#### [Document section]

━━━━━━━━━━━━━━━━━━━━━━━━━━━━━━

Those questions will center around each university’s risk profile and be manifested in cyber liability policies “that are akin to a cafeteria-style menu where you can pick and choose from different kinds of coverages,” said Jan Larson, partner in Jenner and Block’s Insurance Recovery and Counseling Practice in Washington, D.C.

This includes third party litigation loss, but also “things on the other side of the spectrum such as cyber extortion,” said Larson, “where you have someone threatening the university from outside holding your data hostage, for example.”

First party costs, such as those accrued notifying everyone potentially affected that a cyber breach has occurred, can be “a tricky art,” said Nick Economidis, an underwriter at Beazley Group and a specialist in technology risk.

Nick Economidis, underwriter, Beazley Group

He cites the example of a small college which sent out a notification of a cyber breach to faculty and employees, only to have a staff of three on the help desk flooded with phone calls.

“What we did is parachute in a call center to take those calls off the help desk,” said Economidis.

But he said other threats are even harder to master alone, like getting the key to unlock ransomware holding your data hostage.

“We won’t tell you to pay,” said Economidis. “That’s your decision.”

But insureds can tap into the experience of insurers and brokers who’ve dealt with similar crises for other clients.

━━━━━━━━━━━━━━━━━━━━━━━━━━━━━━

#### [Given information]
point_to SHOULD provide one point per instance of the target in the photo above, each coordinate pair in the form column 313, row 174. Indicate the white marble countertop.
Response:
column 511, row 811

━━━━━━━━━━━━━━━━━━━━━━━━━━━━━━

#### [Exercise instructions]
a - Summarize the text on cyber liability insurance for universities in two sentences.
b - In the cyber liability insurance text, shorten the paragraph that begins "He cites the example" and keep its main facts.
c - Write the next part of the text on cyber liability insurance for universities, continuing after its final sentence.
The lines after the text come from another source.

#### [Answers by task]
a - Jan Larson says university cyber liability policies are like a cafeteria-style menu of coverages, ranging from third party litigation loss to cyber extortion. Nick Economidis of Beazley Group calls first party costs such as breach notification a tricky art, and says that with ransomware the decision to pay belongs to the insured, who can draw on the experience of insurers and brokers.

b - Economidis describes a small college whose three-person help desk was flooded with calls after it notified faculty and employees of a cyber breach.

c -
Based on the look and feel of the ransomware, they may be able to help narrow down suspects suggest whether that hacker or group has made good on past promises to turn over the key after the ransom has been paid.

“Decisions become a lot easier when you have that type of information.”

Insurance programs can also help colleges access cyber forensic experts and crisis communications experts to formulate a media response to a well-publicized breach.

Grading University Response

So how are universities doing in these days of the WannaCry ransomware and other cyber intrusions? Very well, thank-you, said Mary Ann Blair, director of information security at Carnegie Mellon University.

Despite the volume of malware, hacking and other cyber attacks, “everyone is upping their game.” That includes specific units within universities researching and applying security controls.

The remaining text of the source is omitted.